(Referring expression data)

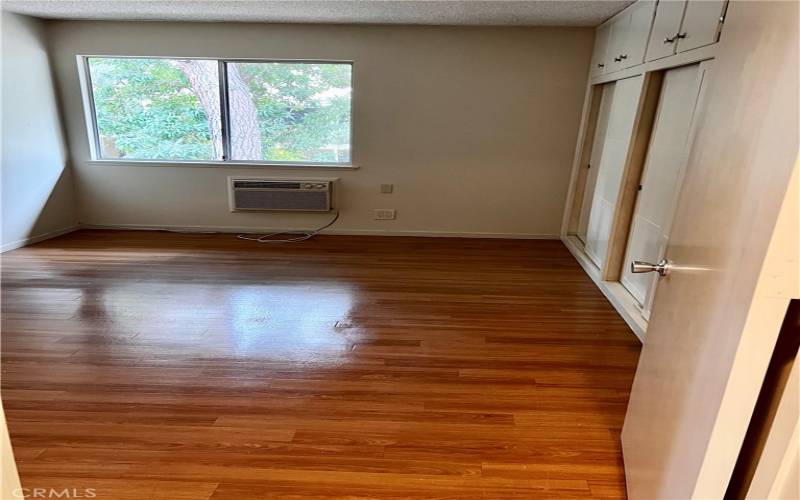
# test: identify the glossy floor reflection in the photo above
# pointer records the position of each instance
(154, 365)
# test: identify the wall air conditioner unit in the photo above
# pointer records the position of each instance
(304, 195)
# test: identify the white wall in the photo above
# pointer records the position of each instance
(475, 127)
(37, 191)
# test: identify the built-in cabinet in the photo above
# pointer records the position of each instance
(682, 25)
(649, 68)
(649, 30)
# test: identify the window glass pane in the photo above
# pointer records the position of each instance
(290, 111)
(157, 109)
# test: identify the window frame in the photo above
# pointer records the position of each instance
(90, 113)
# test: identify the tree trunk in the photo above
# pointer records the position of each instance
(203, 77)
(245, 133)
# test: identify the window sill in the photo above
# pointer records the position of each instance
(219, 164)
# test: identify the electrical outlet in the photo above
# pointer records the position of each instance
(384, 214)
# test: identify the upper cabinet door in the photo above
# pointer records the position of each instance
(618, 42)
(599, 58)
(638, 32)
(664, 36)
(701, 23)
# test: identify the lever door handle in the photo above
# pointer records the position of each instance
(662, 268)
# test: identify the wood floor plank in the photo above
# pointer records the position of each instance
(179, 366)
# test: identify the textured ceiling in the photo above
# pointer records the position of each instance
(430, 12)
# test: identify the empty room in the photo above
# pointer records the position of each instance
(387, 249)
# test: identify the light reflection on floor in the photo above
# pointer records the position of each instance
(287, 321)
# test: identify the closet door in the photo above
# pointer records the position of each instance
(663, 175)
(611, 166)
(606, 98)
(666, 26)
(701, 24)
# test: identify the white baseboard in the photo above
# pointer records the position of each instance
(622, 301)
(348, 232)
(36, 239)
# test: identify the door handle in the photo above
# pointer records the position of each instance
(662, 268)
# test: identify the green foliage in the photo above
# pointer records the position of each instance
(303, 109)
(147, 109)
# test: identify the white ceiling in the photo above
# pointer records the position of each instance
(428, 12)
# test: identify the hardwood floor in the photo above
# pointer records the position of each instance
(175, 366)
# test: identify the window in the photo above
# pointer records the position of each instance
(217, 111)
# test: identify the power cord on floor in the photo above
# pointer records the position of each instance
(267, 238)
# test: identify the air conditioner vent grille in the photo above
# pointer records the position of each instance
(311, 195)
(266, 185)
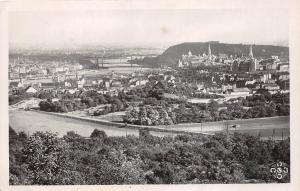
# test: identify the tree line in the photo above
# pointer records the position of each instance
(45, 159)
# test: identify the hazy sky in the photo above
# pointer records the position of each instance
(147, 27)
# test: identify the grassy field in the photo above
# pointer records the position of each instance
(30, 122)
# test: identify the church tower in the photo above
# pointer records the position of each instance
(209, 52)
(251, 53)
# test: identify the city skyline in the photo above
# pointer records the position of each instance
(74, 29)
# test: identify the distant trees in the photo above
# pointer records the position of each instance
(150, 115)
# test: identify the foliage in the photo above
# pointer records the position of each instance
(44, 158)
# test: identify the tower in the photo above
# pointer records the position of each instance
(209, 52)
(251, 53)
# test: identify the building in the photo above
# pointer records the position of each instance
(240, 92)
(271, 87)
(30, 90)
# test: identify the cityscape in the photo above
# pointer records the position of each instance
(204, 112)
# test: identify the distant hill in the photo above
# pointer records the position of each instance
(173, 53)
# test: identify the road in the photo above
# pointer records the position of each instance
(30, 122)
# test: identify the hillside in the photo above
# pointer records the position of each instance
(173, 53)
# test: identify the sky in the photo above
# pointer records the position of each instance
(69, 29)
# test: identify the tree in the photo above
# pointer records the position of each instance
(97, 134)
(46, 159)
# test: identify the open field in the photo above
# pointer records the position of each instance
(30, 122)
(266, 127)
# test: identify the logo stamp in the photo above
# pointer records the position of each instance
(279, 170)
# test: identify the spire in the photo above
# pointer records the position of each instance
(251, 53)
(209, 51)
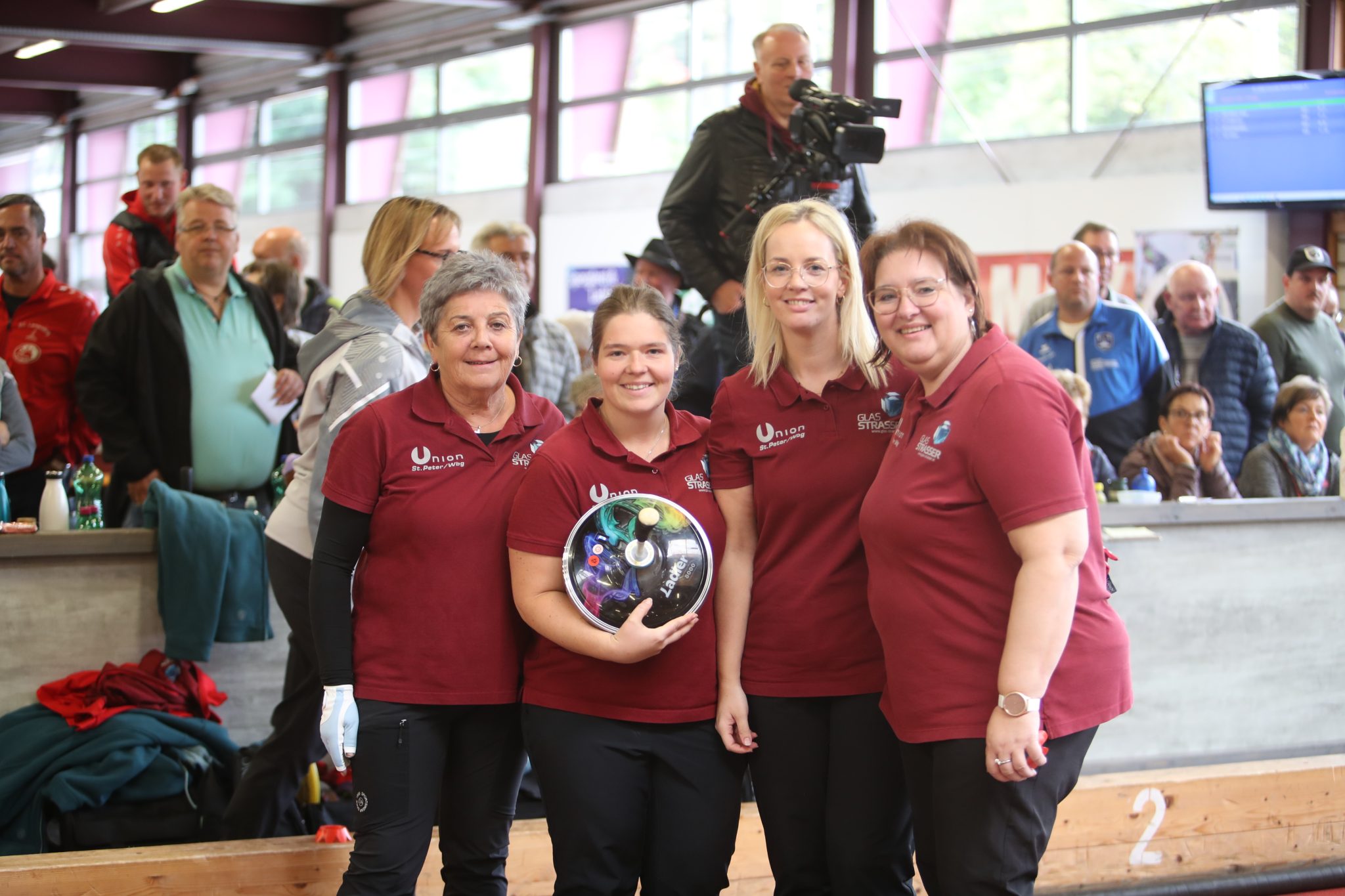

- [WHAT TO DO]
Tallying every line that holds the string "white", report the total for the records and nothing else.

- [SOLUTION TO THIS TASK]
3